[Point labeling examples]
■ ■ ■ ■ ■ ■ ■

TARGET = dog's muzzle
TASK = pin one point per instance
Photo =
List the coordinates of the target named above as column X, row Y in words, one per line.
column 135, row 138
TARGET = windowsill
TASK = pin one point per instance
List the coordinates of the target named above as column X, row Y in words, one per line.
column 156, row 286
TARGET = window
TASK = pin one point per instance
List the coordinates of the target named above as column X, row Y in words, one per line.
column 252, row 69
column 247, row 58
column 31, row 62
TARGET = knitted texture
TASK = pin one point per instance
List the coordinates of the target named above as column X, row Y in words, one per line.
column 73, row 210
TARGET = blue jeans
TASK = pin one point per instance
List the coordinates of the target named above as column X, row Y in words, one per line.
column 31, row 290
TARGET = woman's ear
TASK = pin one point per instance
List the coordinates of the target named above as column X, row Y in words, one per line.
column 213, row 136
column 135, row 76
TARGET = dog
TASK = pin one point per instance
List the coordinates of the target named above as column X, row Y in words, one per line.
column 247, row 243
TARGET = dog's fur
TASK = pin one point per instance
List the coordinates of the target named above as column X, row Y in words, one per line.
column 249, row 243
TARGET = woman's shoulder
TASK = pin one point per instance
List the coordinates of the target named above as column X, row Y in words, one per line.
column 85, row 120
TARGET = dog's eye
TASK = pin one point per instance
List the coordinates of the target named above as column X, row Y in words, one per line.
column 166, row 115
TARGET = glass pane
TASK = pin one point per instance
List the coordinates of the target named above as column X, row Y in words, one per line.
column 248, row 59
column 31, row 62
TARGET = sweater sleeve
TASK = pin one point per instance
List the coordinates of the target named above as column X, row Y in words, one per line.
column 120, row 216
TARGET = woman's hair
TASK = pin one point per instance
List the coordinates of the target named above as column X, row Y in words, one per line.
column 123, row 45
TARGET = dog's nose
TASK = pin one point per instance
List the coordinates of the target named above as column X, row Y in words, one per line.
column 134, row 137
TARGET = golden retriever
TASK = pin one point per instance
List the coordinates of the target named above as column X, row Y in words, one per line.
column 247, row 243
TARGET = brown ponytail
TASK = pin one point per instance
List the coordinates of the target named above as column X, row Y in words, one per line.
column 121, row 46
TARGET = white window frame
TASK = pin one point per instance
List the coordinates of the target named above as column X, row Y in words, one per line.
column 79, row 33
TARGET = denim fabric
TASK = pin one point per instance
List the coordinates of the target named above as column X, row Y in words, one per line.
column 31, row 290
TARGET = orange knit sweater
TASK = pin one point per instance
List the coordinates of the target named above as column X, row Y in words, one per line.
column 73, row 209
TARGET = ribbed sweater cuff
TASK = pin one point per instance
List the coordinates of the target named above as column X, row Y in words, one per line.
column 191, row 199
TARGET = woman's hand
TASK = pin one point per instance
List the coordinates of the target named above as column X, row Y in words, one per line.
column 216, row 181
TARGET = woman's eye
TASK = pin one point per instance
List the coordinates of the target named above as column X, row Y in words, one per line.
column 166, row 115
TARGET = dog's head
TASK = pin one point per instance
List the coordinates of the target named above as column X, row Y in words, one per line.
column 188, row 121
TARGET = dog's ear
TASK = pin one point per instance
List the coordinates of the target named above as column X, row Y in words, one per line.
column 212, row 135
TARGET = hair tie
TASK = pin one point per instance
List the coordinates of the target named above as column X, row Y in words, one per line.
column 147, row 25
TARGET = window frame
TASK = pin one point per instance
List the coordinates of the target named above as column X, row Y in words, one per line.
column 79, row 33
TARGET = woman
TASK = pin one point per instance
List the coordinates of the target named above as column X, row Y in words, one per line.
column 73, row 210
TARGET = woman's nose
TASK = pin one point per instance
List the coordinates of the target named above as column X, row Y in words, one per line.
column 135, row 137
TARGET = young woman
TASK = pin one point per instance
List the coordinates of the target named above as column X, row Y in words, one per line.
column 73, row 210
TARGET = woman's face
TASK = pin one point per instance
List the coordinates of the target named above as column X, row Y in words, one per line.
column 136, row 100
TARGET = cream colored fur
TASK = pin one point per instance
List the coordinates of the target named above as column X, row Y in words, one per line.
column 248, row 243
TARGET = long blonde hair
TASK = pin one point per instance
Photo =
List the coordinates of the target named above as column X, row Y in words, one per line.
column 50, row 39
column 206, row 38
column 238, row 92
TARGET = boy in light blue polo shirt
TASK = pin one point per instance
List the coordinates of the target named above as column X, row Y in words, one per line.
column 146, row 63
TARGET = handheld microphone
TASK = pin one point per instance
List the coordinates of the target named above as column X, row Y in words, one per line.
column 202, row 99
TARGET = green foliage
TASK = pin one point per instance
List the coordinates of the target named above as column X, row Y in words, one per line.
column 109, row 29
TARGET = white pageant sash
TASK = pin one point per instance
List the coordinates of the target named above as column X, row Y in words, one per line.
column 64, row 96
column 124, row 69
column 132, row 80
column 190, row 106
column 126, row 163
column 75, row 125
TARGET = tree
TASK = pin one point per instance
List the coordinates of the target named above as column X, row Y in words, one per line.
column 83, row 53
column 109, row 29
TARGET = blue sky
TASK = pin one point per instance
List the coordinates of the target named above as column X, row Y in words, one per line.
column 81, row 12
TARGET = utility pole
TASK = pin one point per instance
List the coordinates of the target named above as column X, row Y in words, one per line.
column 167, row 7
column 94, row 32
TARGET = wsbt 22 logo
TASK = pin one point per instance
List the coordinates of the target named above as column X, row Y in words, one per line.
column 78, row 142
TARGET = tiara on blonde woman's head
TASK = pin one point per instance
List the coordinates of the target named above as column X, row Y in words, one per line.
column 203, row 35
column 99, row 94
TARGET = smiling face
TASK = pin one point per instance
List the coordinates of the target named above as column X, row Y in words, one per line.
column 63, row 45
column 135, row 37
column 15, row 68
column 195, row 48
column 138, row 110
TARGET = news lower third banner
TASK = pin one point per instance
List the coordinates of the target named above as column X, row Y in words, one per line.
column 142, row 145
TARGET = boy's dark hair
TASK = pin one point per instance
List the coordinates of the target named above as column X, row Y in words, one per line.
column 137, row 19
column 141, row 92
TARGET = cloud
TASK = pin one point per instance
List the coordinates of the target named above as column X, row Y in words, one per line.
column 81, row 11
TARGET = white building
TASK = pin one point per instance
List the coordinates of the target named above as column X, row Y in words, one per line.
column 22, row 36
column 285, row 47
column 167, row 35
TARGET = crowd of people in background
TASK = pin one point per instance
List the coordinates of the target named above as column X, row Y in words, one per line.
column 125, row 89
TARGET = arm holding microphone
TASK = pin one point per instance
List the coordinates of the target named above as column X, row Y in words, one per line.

■ ■ ■ ■ ■ ■ ■

TASK DESCRIPTION:
Extract the full listing and reproduce each line exactly.

EXERCISE OUTPUT:
TARGET = dog's muzzle
TASK = pin one point per instance
Photo =
List the coordinates of the target named above as column X, row Y in words, one per line.
column 135, row 138
TARGET = windowsill
TASK = pin one point per instance
List the coordinates of the target named above as column X, row Y in words, one per line.
column 156, row 286
TARGET = window
TASK = pin one point per instance
List the coordinates of the target named above as column X, row Y in words, one per line.
column 252, row 69
column 247, row 58
column 31, row 62
TARGET = knitted texture
TASK = pin one point per instance
List the coordinates of the target named above as column X, row Y in words, one per line.
column 73, row 210
TARGET = blue jeans
TASK = pin one point per instance
List the coordinates of the target named above as column X, row Y in words, one per line.
column 31, row 290
TARGET = woman's ear
TASK = pin one point per instance
List the coordinates of the target named above as column X, row Y in words, one per line.
column 213, row 136
column 135, row 76
TARGET = dog
TASK = pin one point per instance
List the coordinates of the target named above as column X, row Y in words, one per line.
column 247, row 243
TARGET = dog's fur
TASK = pin one point per instance
List the coordinates of the target named above as column X, row Y in words, one per line.
column 249, row 243
TARGET = woman's shoulder
TASK = pin one point per instance
List the coordinates of the target named above as column X, row Y in words, one per line.
column 85, row 120
TARGET = dog's eye
TASK = pin one point per instance
List the coordinates of the target named above as column X, row Y in words, one per line.
column 166, row 115
TARGET = glass pane
TASK = pin one point per instance
List the coordinates of the target named above as column X, row Y in words, one per line.
column 248, row 59
column 31, row 62
TARGET = sweater sleeve
TASK = pin one point per instance
List the coordinates of the target named above as column X, row Y in words, one per line.
column 120, row 216
TARGET = woman's hair
TASK = pin one point per instance
List the coordinates of the target named above as column X, row Y in words, one per line.
column 123, row 45
TARGET = dog's nose
TASK = pin one point per instance
List the coordinates of the target named above as column X, row Y in words, one per line.
column 134, row 137
TARGET = golden retriever
TASK = pin one point per instance
List the coordinates of the target named above as column X, row Y in words, one per line.
column 247, row 243
TARGET = brown ponytail
TASK = pin one point per instance
List the coordinates of the target named above as column X, row Y in words, one per line.
column 121, row 46
TARGET = white window frame
TASK = pin one point per instance
List the coordinates of the target named above as column X, row Y in words, one per line.
column 79, row 33
TARGET = denim fabric
TASK = pin one point per instance
List the coordinates of the target named above as column X, row Y in words, one per line.
column 31, row 290
TARGET = orange knit sweater
TASK = pin one point per instance
List the coordinates of the target named above as column X, row Y in words, one per line.
column 73, row 209
TARGET = ribbed sweater cuff
TASK = pin one point per instance
List the coordinates of the target named above as column X, row Y in words, one per line.
column 191, row 199
TARGET = woman's hand
TASK = pin one point per instance
List the coordinates of the target named above as column X, row Y in words, one per line.
column 216, row 181
TARGET = woman's eye
TASK = pin one point per instance
List the coordinates of the target named above as column X, row Y in words, one per line.
column 166, row 115
TARGET = dog's head
TASK = pin one point per instance
List the coordinates of the target named above as column X, row Y in words, one per line.
column 188, row 121
TARGET = dog's ear
TASK = pin one point per instance
List the coordinates of the target named above as column X, row Y in words, one per line.
column 212, row 135
TARGET = hair tie
TASK = pin one point per instance
List the coordinates of the target named above as column X, row Y in words, one per line.
column 147, row 25
TARGET = window frame
TASK = pin one point per instance
List the coordinates of the target named above as column X, row Y in words, one per line.
column 79, row 33
TARGET = woman
TASK = pin one point per instance
List the coordinates of the target named above as column X, row Y in words, one per line.
column 73, row 210
TARGET = woman's nose
TASK = pin one point per instance
List the coordinates of the target named above as column X, row Y in words, one per line.
column 135, row 137
TARGET = young woman
TASK = pin one point per instance
List the coordinates of the target named above as column X, row Y in words, one per line.
column 73, row 210
TARGET = woman's face
TASK = pin one point per instance
List the coordinates of the target named above as column X, row Y in words, one per line.
column 136, row 100
TARGET = cream colored fur
TASK = pin one point per instance
List the coordinates of the target named above as column X, row Y in words, one per line.
column 248, row 243
TARGET = long blonde hair
TASK = pin one point per instance
Photo =
List the coordinates of the target named above as column X, row Y in words, one per line.
column 50, row 39
column 206, row 38
column 238, row 92
TARGET = boy in light blue polo shirt
TASK = pin one point per instance
List the coordinates of the target named above as column X, row Y in words, one per line.
column 146, row 63
TARGET = handheld microphone
TASK = pin one point per instance
List the coordinates of the target named above as column X, row Y in words, one per line.
column 202, row 99
TARGET = green foliage
TASK = pin one point per instance
List the coordinates of the target named above as column X, row Y in words, one per line.
column 109, row 29
TARGET = white pageant sash
TASK = pin one point per instance
List the coordinates of the target named above as column X, row Y in words, one per line.
column 64, row 96
column 124, row 69
column 132, row 80
column 190, row 106
column 126, row 163
column 75, row 125
TARGET = tree
TASK = pin one point per instance
List the coordinates of the target named above as column X, row Y in words, one per line.
column 83, row 53
column 109, row 29
TARGET = blue sky
TASK = pin one point per instance
List the coordinates of the target named above as column X, row Y in words, one per line.
column 81, row 12
TARGET = utility pole
TASK = pin one point per instance
List the coordinates of the target named above as column X, row Y in words, one per line.
column 167, row 7
column 94, row 32
TARGET = wsbt 22 logo
TASK = pin one point per instance
List the coordinates of the target named above as column X, row Y in words, one per line.
column 78, row 142
TARGET = tiara on blonde woman's head
TASK = pin one point per instance
List the coordinates of the target named above as column X, row Y in words, one per line.
column 203, row 35
column 99, row 94
TARGET = smiling face
TASK = pin one point per instance
List the coordinates of the target named above as column X, row Y in words, one per line.
column 63, row 45
column 135, row 37
column 15, row 68
column 195, row 48
column 138, row 110
TARGET = news lower third banner
TASK = pin one point per instance
List the coordinates of the target named above as column X, row Y in words, one per line.
column 142, row 145
TARGET = boy's dark hair
TASK = pin one point per instance
List the coordinates of the target named above as column X, row Y in words, one per line.
column 137, row 19
column 141, row 92
TARGET = cloud
TASK = pin one point per instance
List the coordinates of the target named above as column X, row Y in words, one per line.
column 81, row 11
TARGET = white building
TASK = pin one point per instance
List the coordinates of the target named above as column X, row Y in words, one per line.
column 22, row 36
column 285, row 47
column 167, row 35
TARGET = crowd of people in background
TASK = pin one point per instance
List the coordinates of the target named above as column X, row Y in words, one per line.
column 125, row 89
TARGET = arm holding microphone
TASK = pin one point per instance
List the coordinates of the target named above as column X, row Y in words, one per line.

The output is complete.